▶ _DIRECTION_
Copy out word for word the part of the records below that opens with the line containing "Wildlife-survey input: mark every instance of the clear" and closes with the line containing "point(244, 30)", including both of those lines.

▶ _LISTING_

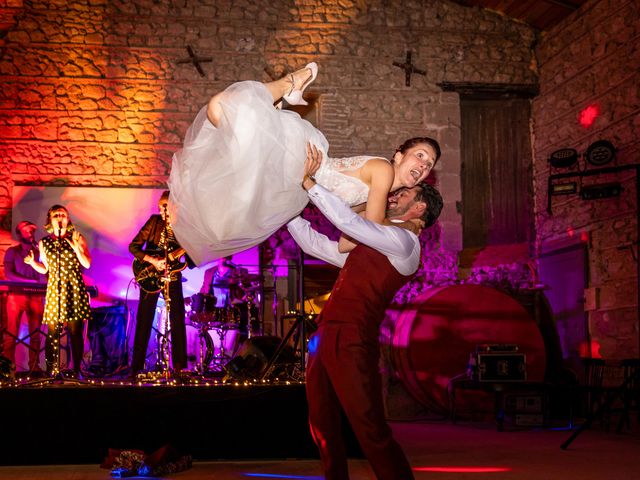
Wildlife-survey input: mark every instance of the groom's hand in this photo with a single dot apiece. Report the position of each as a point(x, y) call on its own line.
point(311, 165)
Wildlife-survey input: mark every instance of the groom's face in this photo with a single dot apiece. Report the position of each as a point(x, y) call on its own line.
point(400, 202)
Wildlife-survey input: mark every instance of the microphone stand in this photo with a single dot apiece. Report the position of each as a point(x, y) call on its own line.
point(163, 345)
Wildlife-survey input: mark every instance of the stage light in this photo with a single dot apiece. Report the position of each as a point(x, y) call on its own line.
point(462, 469)
point(587, 116)
point(600, 153)
point(563, 158)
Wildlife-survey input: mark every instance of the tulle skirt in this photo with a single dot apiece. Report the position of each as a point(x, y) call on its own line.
point(233, 186)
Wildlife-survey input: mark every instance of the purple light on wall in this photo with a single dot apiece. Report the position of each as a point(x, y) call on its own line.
point(588, 115)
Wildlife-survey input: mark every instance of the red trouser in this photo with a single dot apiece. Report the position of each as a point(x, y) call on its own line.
point(343, 372)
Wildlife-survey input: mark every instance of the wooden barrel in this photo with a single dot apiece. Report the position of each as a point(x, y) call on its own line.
point(434, 336)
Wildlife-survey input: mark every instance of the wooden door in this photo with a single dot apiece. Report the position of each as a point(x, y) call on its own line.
point(496, 171)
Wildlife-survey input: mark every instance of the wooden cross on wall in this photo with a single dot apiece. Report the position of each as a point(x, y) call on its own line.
point(195, 60)
point(409, 68)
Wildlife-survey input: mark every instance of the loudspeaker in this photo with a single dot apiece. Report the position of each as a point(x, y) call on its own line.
point(107, 337)
point(254, 356)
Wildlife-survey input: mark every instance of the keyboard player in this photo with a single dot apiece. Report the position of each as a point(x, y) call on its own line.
point(17, 303)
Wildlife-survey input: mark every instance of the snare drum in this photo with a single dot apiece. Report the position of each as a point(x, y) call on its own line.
point(206, 345)
point(201, 303)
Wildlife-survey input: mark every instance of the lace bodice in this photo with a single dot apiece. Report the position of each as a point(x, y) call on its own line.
point(350, 189)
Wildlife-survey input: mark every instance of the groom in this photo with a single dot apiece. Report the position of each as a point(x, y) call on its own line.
point(342, 372)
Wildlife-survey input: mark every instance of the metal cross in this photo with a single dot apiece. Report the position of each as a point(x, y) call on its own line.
point(408, 68)
point(195, 60)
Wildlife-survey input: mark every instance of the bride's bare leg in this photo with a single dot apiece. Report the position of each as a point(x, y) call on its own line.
point(277, 88)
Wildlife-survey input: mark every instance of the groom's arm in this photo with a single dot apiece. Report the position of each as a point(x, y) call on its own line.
point(388, 240)
point(315, 243)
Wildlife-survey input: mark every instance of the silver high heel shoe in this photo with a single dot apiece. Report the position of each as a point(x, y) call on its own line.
point(294, 97)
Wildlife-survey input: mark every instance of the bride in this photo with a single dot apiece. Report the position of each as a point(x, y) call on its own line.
point(237, 178)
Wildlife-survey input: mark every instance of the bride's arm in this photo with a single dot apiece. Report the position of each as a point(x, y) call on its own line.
point(378, 174)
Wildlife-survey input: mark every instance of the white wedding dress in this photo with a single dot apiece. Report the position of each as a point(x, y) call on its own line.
point(233, 186)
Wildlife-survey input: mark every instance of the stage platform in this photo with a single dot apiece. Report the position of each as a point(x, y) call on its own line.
point(64, 423)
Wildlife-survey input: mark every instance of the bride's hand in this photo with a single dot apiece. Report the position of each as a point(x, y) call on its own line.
point(313, 160)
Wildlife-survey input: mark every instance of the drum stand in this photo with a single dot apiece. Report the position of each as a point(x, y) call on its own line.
point(221, 359)
point(300, 327)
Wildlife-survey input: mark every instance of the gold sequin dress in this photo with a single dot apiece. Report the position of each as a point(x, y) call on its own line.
point(66, 291)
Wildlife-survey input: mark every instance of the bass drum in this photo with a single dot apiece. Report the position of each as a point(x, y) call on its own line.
point(434, 336)
point(204, 345)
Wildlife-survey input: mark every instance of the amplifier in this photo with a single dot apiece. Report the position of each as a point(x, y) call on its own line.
point(498, 367)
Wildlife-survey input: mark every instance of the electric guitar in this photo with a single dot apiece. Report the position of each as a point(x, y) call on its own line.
point(149, 278)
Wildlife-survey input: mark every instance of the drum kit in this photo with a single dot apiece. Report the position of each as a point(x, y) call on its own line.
point(219, 327)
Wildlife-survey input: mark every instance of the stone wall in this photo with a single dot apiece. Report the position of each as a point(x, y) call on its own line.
point(593, 60)
point(93, 92)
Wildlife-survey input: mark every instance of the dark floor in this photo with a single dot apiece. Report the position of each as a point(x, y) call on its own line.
point(466, 450)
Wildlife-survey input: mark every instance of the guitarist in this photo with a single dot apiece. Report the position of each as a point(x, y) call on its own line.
point(148, 246)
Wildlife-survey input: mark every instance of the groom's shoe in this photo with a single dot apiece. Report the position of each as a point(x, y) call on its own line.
point(294, 97)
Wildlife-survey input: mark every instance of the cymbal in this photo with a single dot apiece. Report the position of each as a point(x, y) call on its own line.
point(251, 278)
point(225, 283)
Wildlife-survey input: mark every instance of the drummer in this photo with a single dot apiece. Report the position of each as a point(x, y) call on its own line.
point(223, 281)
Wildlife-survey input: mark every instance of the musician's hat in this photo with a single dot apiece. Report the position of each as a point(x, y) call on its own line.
point(24, 224)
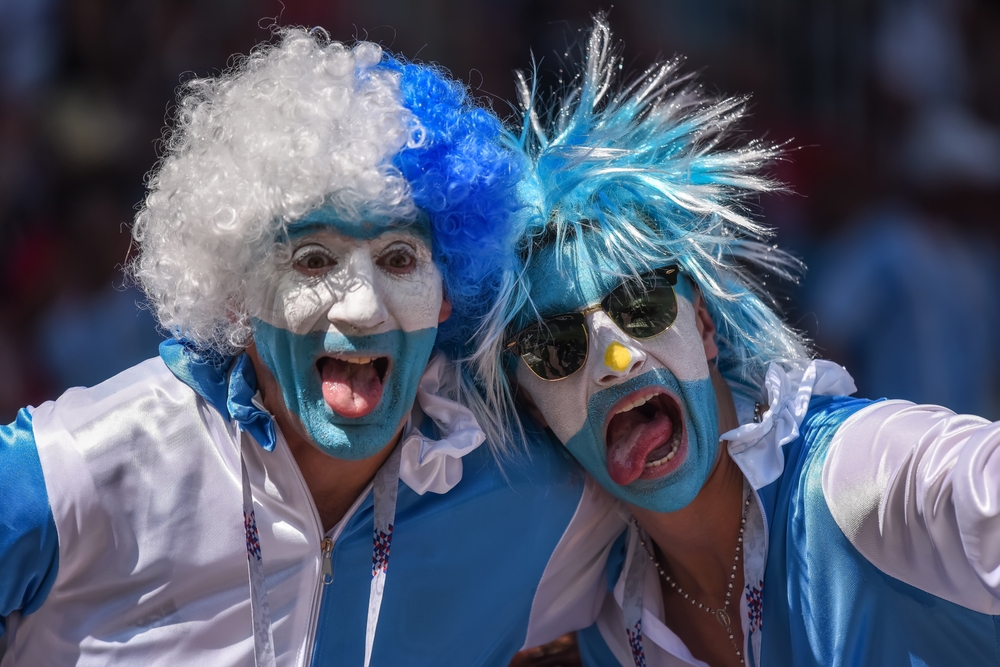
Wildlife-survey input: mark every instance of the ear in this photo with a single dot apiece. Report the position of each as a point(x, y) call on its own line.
point(706, 327)
point(445, 310)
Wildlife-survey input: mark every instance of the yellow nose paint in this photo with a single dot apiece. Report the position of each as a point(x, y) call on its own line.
point(617, 357)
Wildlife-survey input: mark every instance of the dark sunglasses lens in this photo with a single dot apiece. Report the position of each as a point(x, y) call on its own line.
point(555, 348)
point(645, 309)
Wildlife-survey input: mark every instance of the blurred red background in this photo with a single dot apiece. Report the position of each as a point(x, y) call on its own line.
point(890, 110)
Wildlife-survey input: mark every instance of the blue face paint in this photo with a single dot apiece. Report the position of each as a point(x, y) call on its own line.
point(292, 358)
point(701, 429)
point(584, 276)
point(327, 217)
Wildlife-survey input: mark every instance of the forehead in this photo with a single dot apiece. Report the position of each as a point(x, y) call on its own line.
point(365, 229)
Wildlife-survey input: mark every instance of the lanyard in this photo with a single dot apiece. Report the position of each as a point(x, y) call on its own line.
point(635, 580)
point(385, 488)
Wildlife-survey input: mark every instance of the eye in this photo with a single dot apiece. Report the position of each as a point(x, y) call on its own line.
point(313, 259)
point(399, 259)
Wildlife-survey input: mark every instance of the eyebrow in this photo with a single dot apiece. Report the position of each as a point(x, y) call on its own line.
point(357, 230)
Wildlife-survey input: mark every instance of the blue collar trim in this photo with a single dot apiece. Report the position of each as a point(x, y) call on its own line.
point(228, 384)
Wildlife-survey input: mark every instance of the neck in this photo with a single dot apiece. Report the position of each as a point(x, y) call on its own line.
point(697, 544)
point(333, 483)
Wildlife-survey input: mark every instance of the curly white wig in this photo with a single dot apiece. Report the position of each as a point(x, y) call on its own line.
point(293, 126)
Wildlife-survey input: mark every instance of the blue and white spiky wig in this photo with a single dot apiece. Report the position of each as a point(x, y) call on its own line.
point(306, 122)
point(650, 169)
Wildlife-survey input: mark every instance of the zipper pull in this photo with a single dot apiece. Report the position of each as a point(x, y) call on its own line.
point(326, 547)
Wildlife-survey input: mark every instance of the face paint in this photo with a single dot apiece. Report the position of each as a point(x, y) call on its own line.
point(641, 415)
point(348, 328)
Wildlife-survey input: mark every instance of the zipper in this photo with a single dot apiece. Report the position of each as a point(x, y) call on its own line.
point(309, 646)
point(326, 548)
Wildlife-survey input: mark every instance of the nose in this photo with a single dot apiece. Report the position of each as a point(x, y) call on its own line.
point(360, 306)
point(616, 354)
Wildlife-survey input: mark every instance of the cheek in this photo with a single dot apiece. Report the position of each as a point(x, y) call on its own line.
point(414, 301)
point(297, 305)
point(562, 403)
point(679, 349)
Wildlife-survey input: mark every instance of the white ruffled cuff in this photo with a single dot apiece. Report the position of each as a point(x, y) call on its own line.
point(436, 465)
point(756, 447)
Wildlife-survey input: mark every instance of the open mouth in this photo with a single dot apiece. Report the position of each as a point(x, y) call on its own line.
point(644, 435)
point(352, 386)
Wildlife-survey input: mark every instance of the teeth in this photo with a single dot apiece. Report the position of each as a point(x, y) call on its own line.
point(630, 406)
point(673, 450)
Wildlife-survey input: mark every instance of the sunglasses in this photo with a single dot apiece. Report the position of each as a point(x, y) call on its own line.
point(556, 347)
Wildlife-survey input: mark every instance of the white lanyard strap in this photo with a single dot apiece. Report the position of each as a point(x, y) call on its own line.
point(263, 640)
point(385, 488)
point(635, 579)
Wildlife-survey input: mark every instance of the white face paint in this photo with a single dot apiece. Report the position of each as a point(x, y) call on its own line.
point(564, 402)
point(356, 285)
point(347, 329)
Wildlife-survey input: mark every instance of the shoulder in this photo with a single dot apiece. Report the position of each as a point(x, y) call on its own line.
point(108, 451)
point(128, 412)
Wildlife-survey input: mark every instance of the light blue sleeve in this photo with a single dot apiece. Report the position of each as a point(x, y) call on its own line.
point(29, 546)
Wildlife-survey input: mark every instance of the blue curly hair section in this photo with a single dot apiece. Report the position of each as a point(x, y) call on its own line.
point(465, 181)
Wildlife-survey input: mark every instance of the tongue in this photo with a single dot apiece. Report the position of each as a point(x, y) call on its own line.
point(351, 390)
point(631, 437)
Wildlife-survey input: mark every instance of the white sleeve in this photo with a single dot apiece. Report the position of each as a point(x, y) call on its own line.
point(916, 489)
point(574, 583)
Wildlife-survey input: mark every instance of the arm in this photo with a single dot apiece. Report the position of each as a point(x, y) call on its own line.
point(29, 546)
point(916, 489)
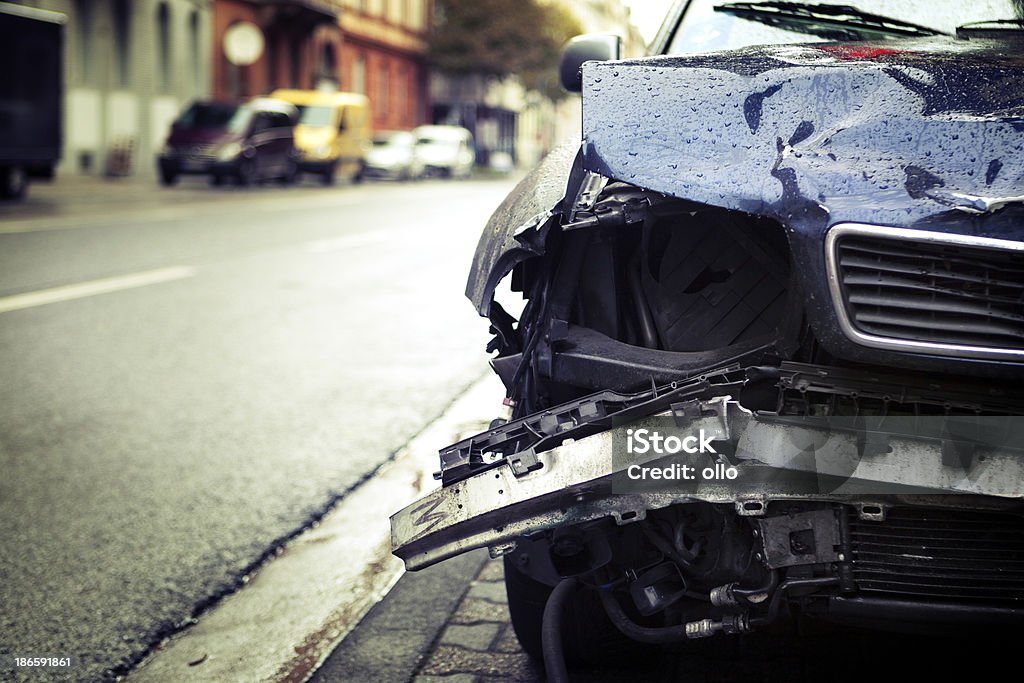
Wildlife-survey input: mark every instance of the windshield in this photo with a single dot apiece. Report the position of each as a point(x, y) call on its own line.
point(705, 30)
point(315, 115)
point(206, 116)
point(240, 121)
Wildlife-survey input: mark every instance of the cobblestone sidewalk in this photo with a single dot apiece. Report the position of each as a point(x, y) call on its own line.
point(478, 643)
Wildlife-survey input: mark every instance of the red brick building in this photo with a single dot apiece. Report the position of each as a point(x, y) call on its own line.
point(384, 56)
point(376, 47)
point(299, 37)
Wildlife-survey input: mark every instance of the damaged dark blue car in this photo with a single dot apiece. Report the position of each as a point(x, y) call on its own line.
point(799, 228)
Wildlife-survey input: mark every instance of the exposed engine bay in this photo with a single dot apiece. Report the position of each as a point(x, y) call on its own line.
point(751, 257)
point(682, 310)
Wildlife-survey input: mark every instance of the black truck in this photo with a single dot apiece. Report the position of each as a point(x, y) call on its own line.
point(31, 95)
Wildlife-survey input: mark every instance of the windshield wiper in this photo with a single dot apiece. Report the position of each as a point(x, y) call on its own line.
point(829, 22)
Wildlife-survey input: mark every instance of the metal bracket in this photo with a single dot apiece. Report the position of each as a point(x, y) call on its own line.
point(523, 463)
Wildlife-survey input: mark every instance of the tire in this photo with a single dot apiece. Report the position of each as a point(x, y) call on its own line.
point(588, 635)
point(13, 182)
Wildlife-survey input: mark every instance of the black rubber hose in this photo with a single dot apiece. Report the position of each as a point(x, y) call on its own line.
point(776, 600)
point(551, 632)
point(630, 629)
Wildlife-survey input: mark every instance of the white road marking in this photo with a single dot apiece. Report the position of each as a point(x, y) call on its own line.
point(346, 242)
point(94, 287)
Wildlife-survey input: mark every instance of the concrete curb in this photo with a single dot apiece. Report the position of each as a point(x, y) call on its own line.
point(296, 608)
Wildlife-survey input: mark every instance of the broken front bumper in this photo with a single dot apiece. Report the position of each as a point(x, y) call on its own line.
point(569, 464)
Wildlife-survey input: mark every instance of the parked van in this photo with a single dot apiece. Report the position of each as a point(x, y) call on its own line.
point(250, 142)
point(333, 132)
point(445, 151)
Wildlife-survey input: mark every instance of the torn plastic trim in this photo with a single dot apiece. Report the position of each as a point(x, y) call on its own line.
point(573, 483)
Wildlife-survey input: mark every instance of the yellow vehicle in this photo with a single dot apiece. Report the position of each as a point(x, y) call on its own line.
point(333, 132)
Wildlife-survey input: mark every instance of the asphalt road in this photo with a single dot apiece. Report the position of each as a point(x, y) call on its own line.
point(204, 373)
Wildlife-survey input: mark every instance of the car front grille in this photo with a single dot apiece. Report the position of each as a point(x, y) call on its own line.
point(929, 292)
point(941, 554)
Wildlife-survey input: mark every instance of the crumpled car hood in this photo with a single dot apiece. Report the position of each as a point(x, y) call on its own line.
point(884, 133)
point(893, 133)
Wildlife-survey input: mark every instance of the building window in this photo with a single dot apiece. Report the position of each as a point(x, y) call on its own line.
point(417, 14)
point(295, 65)
point(122, 42)
point(401, 92)
point(84, 23)
point(382, 91)
point(270, 51)
point(163, 47)
point(328, 66)
point(394, 10)
point(194, 49)
point(359, 75)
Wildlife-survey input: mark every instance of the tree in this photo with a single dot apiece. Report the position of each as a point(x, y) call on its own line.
point(500, 38)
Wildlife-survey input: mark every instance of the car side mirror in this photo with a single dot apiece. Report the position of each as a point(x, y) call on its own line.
point(588, 47)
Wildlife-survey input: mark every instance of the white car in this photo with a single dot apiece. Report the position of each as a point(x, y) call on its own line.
point(393, 155)
point(446, 151)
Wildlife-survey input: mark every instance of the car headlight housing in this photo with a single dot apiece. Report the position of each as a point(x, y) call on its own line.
point(229, 152)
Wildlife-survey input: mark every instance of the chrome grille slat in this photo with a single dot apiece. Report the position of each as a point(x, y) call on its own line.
point(928, 292)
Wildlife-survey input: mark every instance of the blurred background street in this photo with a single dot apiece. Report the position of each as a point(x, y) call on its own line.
point(252, 358)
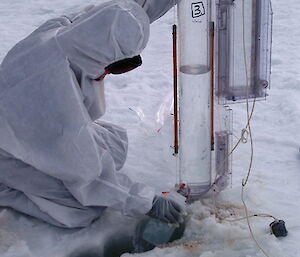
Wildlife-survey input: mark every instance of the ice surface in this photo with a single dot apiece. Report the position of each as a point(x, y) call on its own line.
point(274, 185)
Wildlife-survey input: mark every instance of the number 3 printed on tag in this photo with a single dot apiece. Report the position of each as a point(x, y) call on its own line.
point(198, 9)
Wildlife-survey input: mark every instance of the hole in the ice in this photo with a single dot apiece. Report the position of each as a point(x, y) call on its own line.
point(119, 244)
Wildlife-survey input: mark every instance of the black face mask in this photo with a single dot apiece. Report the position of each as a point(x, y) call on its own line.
point(124, 65)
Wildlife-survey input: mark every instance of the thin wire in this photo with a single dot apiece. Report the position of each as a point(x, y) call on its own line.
point(249, 116)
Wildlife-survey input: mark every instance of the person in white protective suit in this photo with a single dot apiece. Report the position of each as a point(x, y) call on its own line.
point(56, 163)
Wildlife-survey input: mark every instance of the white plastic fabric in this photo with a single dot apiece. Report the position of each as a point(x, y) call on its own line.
point(56, 163)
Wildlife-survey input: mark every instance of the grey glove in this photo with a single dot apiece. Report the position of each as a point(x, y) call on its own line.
point(166, 210)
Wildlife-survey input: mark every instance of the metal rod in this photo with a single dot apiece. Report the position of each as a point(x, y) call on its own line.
point(176, 140)
point(212, 49)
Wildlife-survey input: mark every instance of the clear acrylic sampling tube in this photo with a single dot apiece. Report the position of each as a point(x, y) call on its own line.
point(194, 21)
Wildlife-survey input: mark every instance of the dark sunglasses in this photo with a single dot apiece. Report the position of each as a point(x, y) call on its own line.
point(124, 65)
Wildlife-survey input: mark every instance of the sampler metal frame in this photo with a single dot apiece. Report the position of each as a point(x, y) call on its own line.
point(232, 64)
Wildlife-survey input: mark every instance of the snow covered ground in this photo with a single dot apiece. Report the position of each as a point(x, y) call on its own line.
point(275, 181)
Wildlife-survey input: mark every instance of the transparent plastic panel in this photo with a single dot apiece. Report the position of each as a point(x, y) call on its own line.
point(194, 97)
point(223, 139)
point(244, 30)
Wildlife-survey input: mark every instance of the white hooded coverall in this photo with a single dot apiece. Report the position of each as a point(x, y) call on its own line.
point(56, 163)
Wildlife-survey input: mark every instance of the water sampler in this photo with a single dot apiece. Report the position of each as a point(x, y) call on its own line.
point(222, 55)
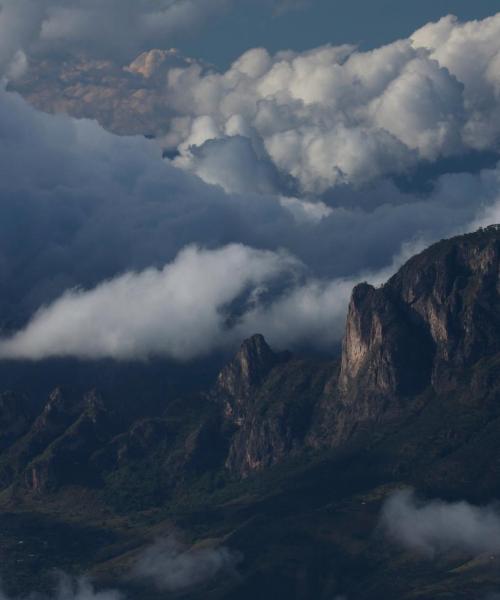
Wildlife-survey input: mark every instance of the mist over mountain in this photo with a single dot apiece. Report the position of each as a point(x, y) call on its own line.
point(249, 311)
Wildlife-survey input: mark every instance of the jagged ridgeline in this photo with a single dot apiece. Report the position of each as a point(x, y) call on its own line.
point(286, 459)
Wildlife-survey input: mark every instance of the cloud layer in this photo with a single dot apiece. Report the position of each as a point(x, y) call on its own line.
point(438, 527)
point(314, 120)
point(81, 589)
point(94, 227)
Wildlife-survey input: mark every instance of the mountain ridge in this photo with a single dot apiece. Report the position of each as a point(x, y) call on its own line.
point(289, 443)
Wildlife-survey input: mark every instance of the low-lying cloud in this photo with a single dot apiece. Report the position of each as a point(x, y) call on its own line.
point(203, 301)
point(92, 225)
point(436, 527)
point(171, 567)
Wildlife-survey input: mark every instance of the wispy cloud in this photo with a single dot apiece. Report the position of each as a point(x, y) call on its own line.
point(435, 527)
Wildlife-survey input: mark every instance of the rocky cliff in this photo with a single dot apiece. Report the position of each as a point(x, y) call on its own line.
point(285, 458)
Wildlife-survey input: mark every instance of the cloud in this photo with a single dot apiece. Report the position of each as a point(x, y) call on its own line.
point(323, 118)
point(88, 218)
point(70, 589)
point(437, 527)
point(90, 222)
point(172, 567)
point(178, 311)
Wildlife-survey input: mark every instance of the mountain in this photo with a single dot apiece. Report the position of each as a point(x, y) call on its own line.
point(285, 459)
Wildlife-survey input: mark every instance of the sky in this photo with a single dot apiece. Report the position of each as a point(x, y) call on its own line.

▶ _EXERCISE OUTPUT_
Wildlife-survey input: mark every instance of the clear acrylic sampling tube in this photo with a single dot apiece. Report the position of each as a point(x, y) call on its own line.
point(194, 21)
Wildlife-survey input: mark every instance of the dark sunglasses in this photo with a single dot apiece. Report the position of each as a point(x, y) call on its own line.
point(124, 65)
Wildlife-survey input: mark every instance of the sampler metal frame in this photo with a single dot apiece. Report the position of each as a point(x, y) call on its own line.
point(232, 64)
Wildlife-survey input: mark every instance of the snow covered ground in this photo with a single dot apiece. Report the position of each as a point(x, y) call on its own line.
point(275, 181)
Wildlife-survey input: mark every instance of the transparent plastic panel in this photo with a single dot apiece. Report the position of each as a point(x, y) call on its own line.
point(194, 97)
point(223, 139)
point(244, 30)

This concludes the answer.